WORK TO BE COMPLETED: In the records below, substitute "shorts" for every occurrence of "jeans" and reproduce the lines with nothing else changed.

INFORMATION PROVIDED:
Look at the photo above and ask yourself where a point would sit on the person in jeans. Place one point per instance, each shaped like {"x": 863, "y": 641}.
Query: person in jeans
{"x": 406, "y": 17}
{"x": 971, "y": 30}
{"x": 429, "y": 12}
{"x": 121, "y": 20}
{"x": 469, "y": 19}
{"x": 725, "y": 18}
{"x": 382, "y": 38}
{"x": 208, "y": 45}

RESPONSE BELOW:
Look at the photo above and ask yourself where a point would sit on the person in shorts. Place one point per instance, each shaped like {"x": 863, "y": 641}.
Query: person in shorts
{"x": 406, "y": 17}
{"x": 971, "y": 30}
{"x": 429, "y": 12}
{"x": 121, "y": 20}
{"x": 469, "y": 19}
{"x": 725, "y": 18}
{"x": 382, "y": 38}
{"x": 208, "y": 45}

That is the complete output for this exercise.